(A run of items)
····················
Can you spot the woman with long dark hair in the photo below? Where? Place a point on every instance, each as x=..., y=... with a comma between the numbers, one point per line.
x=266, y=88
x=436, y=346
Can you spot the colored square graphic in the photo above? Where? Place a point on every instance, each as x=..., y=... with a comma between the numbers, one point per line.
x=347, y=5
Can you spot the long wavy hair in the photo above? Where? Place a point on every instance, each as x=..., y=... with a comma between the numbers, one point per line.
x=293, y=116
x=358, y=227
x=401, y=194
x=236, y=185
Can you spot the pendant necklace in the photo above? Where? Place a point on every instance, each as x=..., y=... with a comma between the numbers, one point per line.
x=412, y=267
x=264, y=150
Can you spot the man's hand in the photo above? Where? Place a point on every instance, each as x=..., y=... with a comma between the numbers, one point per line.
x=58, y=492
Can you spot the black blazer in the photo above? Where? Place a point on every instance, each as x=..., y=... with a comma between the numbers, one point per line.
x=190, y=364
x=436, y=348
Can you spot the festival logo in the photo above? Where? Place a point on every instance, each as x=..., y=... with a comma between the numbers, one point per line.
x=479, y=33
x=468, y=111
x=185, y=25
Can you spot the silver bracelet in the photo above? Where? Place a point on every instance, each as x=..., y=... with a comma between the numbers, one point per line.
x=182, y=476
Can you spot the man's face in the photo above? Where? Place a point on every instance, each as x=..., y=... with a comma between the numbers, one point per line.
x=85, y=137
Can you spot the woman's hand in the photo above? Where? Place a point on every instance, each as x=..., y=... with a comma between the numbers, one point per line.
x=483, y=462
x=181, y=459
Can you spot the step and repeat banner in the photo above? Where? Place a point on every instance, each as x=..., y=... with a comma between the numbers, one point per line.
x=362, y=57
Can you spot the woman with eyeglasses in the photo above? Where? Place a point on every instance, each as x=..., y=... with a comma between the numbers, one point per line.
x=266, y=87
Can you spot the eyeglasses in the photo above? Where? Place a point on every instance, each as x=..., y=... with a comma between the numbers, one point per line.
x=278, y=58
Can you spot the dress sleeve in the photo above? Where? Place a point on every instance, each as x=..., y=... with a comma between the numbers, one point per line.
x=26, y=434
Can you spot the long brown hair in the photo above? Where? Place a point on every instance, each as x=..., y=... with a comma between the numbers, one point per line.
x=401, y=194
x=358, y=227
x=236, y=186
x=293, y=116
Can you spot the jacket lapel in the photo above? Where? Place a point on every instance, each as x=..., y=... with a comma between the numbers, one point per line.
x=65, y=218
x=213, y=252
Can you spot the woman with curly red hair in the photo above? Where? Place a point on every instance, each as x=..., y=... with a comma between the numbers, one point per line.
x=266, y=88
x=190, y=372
····················
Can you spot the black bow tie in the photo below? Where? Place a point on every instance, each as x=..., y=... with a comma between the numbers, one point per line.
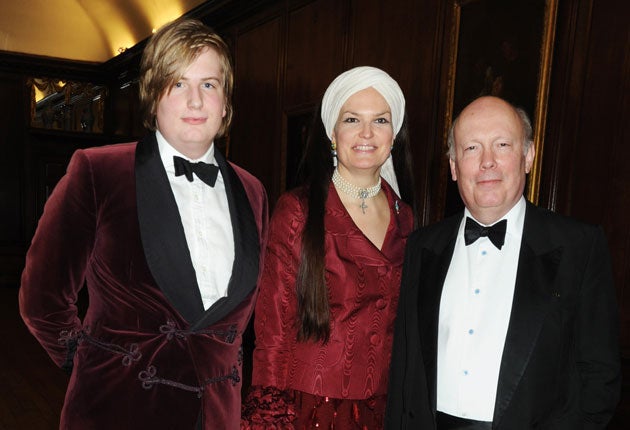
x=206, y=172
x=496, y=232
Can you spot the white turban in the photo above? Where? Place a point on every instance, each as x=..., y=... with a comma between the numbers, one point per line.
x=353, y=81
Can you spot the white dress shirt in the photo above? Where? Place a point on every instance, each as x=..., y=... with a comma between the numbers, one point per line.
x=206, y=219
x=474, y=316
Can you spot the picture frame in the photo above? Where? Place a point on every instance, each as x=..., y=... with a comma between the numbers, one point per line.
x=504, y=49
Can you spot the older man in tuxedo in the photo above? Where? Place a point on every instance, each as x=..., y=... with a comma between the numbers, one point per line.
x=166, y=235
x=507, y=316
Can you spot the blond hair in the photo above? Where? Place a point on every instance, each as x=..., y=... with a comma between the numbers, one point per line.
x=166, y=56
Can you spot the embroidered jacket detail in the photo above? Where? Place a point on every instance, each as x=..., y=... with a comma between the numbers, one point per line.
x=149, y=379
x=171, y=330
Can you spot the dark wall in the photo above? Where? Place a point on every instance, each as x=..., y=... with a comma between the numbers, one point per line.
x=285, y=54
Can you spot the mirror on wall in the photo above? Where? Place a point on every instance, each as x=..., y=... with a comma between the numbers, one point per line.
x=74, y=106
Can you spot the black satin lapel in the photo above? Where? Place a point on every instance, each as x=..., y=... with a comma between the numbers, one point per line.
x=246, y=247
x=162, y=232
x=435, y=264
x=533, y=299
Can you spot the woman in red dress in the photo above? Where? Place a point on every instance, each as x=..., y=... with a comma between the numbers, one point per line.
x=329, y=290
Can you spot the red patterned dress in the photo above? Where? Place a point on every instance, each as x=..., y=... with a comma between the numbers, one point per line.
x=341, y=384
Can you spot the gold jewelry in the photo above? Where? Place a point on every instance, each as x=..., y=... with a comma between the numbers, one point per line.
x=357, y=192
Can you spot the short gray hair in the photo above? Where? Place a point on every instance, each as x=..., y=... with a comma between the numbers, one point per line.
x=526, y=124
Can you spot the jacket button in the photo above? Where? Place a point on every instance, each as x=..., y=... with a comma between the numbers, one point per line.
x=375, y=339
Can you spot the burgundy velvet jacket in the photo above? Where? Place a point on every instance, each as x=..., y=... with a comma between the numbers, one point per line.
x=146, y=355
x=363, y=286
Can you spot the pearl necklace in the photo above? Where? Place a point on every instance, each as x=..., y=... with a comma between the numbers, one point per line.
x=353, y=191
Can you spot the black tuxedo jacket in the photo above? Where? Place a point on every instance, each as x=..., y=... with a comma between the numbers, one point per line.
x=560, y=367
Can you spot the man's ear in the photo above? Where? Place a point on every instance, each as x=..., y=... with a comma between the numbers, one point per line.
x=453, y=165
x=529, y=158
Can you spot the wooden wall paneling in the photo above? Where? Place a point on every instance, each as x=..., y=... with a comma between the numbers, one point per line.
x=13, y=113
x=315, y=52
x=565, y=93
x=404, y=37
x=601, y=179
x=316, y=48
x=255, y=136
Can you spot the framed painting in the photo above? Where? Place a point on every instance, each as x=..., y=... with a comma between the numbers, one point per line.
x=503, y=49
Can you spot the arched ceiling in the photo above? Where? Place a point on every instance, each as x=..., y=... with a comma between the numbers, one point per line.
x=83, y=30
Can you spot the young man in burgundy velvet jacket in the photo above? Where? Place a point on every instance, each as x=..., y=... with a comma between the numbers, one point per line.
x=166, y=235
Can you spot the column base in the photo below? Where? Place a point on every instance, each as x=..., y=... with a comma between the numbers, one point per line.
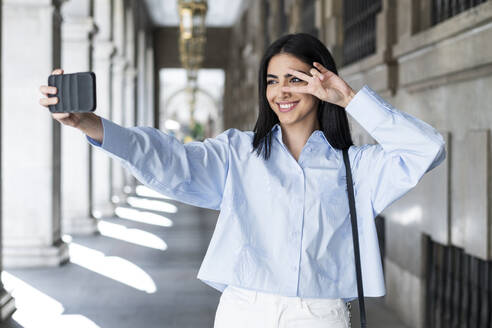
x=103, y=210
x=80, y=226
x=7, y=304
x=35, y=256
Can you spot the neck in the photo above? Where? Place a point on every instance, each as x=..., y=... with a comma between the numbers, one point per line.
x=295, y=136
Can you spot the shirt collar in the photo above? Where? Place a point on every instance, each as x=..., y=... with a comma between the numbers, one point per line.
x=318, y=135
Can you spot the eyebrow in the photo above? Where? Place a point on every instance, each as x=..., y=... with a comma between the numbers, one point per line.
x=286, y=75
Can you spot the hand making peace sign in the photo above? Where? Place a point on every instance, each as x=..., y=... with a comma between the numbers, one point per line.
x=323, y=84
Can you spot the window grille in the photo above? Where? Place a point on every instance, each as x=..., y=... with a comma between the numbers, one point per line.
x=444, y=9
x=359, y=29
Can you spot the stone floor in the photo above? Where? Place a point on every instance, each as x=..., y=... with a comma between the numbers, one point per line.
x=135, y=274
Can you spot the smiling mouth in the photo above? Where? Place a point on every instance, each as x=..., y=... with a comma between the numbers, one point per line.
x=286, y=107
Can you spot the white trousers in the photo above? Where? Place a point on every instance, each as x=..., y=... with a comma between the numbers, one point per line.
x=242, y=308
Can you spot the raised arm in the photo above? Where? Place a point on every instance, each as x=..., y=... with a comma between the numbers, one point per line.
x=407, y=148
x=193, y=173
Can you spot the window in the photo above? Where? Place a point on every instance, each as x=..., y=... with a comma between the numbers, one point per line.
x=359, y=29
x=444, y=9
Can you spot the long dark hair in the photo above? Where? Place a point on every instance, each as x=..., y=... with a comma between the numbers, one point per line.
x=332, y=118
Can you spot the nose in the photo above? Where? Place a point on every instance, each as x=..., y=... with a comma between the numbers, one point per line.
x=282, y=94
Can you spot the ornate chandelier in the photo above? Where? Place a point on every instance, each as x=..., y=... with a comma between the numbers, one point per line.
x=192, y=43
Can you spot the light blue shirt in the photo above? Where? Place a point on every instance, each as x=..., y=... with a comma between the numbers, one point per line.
····················
> _TO DO_: Rewrite the stretch from "Can you spot the woman with long" through "x=58, y=492", replacing every "spot" with "locate" and leaving everything else unchanged.

> _TASK RESPONSE_:
Can you locate the woman with long dark hair in the photo below? Where? Place a point on every instance, each as x=..., y=... with a comma between the numbers, one point per line.
x=266, y=88
x=436, y=346
Can you locate the colored square graphic in the photo above? Where? Place a point on every instance, each as x=..., y=... with a comma between the numbers, one point per line.
x=347, y=5
Can you locate the long wavy hair in the photo above? Where? Place a point on every instance, each as x=..., y=... with a comma between the numbers, one point per line.
x=293, y=116
x=358, y=227
x=401, y=194
x=236, y=185
Can you locate the pendant necklace in the photo above? Where? Place a point on every instance, each as x=..., y=... with a comma between the numbers, one point per line.
x=412, y=267
x=264, y=150
Can you locate the man's hand in the photo above? Where? Place a point on every instance, each as x=..., y=... with a comma between the numbers, one point per line.
x=58, y=492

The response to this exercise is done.